▶ _Dataset excerpt_
## BEGIN

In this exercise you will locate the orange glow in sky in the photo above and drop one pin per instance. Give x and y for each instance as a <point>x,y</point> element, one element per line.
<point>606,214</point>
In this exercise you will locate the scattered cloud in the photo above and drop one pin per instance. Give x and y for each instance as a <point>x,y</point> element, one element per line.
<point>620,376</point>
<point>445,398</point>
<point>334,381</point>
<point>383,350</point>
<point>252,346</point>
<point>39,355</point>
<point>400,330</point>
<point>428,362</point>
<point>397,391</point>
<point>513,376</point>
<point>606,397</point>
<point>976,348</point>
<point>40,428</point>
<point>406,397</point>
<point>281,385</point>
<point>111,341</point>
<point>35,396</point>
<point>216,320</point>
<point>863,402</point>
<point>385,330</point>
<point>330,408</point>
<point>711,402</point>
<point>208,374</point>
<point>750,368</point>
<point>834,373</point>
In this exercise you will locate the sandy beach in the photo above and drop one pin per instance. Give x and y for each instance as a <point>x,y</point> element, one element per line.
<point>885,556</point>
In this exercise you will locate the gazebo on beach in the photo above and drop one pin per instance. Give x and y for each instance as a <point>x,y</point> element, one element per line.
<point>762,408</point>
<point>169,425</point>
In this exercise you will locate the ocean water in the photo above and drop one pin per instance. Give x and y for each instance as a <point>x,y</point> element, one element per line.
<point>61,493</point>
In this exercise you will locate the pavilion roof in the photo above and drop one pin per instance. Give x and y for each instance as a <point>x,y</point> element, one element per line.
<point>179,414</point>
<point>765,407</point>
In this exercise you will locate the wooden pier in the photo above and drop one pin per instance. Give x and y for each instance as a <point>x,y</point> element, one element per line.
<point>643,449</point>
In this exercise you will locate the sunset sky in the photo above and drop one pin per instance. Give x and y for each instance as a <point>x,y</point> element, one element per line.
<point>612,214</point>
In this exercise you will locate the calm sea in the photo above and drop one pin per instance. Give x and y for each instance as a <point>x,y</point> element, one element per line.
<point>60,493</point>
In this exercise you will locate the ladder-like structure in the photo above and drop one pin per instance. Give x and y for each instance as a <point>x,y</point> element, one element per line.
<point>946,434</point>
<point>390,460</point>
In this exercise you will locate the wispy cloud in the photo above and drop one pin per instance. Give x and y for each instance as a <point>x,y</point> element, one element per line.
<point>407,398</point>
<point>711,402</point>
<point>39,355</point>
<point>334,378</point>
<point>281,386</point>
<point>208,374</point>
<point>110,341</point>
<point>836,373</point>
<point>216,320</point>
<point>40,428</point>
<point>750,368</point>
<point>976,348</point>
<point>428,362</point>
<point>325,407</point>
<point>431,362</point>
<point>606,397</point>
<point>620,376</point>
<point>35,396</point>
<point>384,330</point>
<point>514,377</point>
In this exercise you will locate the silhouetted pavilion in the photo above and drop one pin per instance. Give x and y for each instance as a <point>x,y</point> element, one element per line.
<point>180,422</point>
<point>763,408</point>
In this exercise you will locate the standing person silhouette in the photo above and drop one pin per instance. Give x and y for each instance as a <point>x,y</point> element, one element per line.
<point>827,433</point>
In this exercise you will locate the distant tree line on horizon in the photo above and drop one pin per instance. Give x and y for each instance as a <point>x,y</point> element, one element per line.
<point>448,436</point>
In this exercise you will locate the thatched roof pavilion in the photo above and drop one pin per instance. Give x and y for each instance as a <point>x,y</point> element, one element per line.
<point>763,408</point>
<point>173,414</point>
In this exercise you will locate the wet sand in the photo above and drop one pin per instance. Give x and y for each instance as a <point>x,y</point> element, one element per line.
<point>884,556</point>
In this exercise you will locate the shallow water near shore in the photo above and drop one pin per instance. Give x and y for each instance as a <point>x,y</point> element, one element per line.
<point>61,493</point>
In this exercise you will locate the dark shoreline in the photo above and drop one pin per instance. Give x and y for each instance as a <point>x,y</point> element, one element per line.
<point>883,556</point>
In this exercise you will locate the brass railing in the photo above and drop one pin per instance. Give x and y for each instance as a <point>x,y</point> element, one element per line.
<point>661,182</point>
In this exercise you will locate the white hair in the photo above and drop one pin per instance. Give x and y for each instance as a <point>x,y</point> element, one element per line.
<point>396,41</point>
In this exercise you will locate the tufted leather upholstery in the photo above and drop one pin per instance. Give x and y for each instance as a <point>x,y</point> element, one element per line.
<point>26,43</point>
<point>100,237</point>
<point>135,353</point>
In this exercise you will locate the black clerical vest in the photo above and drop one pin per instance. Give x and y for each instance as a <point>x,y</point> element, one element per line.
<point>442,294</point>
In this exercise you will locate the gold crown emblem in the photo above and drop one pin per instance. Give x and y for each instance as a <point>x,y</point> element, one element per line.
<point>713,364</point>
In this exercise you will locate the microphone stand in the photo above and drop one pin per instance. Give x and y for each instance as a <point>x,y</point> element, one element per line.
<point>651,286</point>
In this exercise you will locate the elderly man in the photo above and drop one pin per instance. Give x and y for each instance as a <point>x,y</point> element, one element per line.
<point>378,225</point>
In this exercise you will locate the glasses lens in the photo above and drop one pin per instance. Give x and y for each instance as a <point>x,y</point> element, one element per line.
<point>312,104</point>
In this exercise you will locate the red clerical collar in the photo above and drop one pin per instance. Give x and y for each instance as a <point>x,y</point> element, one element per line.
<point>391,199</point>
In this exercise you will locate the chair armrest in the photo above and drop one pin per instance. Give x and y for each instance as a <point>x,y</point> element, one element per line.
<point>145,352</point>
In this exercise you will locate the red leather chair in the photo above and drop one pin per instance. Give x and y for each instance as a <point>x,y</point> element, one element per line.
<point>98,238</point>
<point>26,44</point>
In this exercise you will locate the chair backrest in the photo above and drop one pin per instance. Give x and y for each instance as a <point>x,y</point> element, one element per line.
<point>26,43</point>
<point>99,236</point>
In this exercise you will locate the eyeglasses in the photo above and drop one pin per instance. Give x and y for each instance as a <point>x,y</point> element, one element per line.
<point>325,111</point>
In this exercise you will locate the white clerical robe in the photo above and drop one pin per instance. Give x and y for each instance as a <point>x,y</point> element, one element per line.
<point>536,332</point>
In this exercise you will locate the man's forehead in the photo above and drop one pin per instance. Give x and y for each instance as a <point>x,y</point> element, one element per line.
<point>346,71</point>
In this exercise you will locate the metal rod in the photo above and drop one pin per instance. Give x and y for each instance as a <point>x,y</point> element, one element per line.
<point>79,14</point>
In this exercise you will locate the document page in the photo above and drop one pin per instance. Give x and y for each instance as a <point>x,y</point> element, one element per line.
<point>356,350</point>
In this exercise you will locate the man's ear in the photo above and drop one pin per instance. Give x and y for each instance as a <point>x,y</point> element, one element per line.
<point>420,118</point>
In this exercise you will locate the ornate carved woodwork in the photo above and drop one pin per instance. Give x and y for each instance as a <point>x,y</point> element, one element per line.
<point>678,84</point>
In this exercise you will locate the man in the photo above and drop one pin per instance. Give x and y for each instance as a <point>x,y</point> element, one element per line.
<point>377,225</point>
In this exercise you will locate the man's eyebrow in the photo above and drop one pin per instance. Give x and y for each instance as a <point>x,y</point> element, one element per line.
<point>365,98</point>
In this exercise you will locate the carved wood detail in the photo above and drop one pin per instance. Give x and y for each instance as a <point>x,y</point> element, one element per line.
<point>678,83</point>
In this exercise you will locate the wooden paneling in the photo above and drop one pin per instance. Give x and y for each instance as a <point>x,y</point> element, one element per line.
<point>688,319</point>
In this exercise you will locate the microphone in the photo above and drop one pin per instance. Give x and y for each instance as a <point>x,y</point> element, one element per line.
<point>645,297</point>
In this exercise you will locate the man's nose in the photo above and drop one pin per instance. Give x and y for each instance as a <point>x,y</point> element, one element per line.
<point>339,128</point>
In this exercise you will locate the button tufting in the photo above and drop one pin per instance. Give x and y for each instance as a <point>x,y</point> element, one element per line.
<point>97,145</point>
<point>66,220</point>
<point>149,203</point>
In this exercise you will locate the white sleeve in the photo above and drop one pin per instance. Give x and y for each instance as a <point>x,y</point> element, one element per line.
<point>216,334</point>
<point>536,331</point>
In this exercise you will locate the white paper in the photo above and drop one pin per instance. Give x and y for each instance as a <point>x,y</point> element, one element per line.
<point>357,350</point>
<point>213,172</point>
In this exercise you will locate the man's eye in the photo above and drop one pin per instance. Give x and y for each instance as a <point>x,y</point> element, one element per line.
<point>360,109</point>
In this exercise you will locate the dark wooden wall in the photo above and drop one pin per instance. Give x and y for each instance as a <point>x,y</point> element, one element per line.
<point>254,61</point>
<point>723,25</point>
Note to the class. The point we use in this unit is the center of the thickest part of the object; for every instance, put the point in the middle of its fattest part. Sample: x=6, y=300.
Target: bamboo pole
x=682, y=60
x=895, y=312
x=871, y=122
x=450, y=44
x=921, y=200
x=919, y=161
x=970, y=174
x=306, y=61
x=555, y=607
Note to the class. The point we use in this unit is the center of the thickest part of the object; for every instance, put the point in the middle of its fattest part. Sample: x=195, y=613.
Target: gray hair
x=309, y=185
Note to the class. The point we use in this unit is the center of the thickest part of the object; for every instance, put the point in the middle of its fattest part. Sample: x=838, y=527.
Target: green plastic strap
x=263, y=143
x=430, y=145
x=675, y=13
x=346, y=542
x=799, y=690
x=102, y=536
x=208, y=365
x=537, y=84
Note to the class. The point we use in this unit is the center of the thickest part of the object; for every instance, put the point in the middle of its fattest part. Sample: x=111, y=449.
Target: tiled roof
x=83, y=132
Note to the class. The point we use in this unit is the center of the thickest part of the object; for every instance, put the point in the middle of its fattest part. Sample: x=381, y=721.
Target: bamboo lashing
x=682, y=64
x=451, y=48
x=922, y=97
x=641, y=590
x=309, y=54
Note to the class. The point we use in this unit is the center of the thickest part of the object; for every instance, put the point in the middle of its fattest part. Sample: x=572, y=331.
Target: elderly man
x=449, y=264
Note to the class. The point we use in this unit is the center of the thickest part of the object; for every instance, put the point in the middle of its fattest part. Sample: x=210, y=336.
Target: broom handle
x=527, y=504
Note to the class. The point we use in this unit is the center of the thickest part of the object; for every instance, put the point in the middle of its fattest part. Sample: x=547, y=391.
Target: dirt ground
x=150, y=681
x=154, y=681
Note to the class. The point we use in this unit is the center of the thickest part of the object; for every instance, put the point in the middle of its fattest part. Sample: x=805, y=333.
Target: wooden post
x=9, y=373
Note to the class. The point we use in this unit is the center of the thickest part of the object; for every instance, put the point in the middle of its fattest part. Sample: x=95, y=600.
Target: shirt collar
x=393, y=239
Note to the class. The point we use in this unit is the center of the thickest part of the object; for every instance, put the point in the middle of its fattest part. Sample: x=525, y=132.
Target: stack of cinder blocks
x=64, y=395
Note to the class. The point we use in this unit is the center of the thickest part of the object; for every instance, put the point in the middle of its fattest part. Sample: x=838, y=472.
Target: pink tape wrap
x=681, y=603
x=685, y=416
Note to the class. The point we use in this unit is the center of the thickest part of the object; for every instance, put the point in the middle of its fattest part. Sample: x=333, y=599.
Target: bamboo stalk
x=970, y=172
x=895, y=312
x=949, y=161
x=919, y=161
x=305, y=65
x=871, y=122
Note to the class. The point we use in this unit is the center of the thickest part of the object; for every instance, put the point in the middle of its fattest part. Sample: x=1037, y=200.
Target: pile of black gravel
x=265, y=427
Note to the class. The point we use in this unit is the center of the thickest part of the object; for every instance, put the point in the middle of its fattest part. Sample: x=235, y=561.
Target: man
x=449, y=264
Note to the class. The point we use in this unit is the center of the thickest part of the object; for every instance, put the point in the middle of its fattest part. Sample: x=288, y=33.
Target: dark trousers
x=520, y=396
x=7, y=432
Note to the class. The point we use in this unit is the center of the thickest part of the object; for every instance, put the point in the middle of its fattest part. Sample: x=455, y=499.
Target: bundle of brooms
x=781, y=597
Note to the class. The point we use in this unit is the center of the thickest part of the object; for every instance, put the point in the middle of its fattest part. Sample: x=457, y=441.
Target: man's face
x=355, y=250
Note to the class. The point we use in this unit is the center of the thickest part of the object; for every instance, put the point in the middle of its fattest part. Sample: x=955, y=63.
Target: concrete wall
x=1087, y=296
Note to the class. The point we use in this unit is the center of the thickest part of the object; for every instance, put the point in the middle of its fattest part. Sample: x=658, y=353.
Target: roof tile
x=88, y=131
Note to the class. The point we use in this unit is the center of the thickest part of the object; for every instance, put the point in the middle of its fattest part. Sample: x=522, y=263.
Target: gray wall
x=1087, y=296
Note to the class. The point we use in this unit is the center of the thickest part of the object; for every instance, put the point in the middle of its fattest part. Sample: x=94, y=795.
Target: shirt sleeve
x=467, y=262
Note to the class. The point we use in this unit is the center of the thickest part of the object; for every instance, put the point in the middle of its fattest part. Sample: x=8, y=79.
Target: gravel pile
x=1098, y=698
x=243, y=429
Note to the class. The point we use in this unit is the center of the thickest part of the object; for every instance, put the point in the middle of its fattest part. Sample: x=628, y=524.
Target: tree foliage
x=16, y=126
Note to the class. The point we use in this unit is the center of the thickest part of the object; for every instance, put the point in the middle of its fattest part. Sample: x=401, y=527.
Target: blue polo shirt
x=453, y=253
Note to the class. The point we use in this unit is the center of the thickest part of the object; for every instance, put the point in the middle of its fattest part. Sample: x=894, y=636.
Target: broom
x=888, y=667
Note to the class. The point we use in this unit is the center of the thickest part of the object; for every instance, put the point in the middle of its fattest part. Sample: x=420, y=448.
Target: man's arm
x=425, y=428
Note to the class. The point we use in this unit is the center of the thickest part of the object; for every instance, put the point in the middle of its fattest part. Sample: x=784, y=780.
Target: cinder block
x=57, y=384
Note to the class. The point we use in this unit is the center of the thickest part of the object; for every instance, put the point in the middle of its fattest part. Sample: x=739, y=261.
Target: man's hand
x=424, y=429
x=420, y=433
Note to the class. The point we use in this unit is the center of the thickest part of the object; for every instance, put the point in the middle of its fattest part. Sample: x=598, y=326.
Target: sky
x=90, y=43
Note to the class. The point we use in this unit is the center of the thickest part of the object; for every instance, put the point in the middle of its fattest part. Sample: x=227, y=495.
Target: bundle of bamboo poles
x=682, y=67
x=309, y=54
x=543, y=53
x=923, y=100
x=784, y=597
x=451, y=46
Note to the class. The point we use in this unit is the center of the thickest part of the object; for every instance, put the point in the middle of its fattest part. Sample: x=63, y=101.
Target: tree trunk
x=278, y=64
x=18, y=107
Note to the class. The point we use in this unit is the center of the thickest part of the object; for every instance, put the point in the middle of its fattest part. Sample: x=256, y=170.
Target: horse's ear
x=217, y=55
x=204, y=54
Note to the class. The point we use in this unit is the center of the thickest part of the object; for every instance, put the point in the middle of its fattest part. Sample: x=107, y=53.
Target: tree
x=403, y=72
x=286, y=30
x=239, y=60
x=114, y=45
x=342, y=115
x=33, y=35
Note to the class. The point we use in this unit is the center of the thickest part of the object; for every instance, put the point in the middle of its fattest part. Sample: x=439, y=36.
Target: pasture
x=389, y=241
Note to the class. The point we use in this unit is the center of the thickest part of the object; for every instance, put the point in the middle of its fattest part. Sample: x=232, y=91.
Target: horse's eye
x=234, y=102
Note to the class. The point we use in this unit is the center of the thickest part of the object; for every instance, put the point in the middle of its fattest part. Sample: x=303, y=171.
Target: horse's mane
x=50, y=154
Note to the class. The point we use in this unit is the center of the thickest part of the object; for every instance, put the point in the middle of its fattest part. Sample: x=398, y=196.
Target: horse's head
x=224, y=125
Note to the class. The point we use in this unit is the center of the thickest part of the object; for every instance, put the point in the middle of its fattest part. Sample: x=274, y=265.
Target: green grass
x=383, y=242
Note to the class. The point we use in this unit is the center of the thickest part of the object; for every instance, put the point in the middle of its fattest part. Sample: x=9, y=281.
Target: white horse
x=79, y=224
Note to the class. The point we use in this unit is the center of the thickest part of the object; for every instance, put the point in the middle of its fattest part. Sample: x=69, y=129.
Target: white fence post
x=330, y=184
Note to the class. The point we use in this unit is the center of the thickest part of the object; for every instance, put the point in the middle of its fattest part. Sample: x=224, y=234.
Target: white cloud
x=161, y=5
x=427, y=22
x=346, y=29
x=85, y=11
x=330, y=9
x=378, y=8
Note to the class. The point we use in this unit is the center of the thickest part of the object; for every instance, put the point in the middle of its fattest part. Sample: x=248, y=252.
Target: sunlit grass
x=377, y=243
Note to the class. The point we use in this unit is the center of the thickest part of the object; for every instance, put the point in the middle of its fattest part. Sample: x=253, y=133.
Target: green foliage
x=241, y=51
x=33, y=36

## END

Reproduce the lines of the listing word for word, beginning with the line that contains "In this exercise you will locate the man's eyebrow" and ending after the line that contains "<point>645,297</point>".

▶ _TASK RESPONSE_
In this exercise you will locate the man's eyebrow in the photo above and drop one pin per instance. Give x and y for each instance as a <point>x,y</point> element, one element per line.
<point>365,98</point>
In this exercise you will locate the carved wood detail in the photo above and drop one pin per instance. Give x and y for each instance as a <point>x,y</point> element, one element per line.
<point>678,83</point>
In this exercise you will locate the wooden paneling in the photo above and drop one pin per instance. Give x and y for each instance as a <point>x,y</point> element, one element per line.
<point>688,319</point>
In this exercise you will locate the microphone in the photo above and drop one pin per instance. Give x and y for each instance as a <point>x,y</point> element, one element per line.
<point>645,297</point>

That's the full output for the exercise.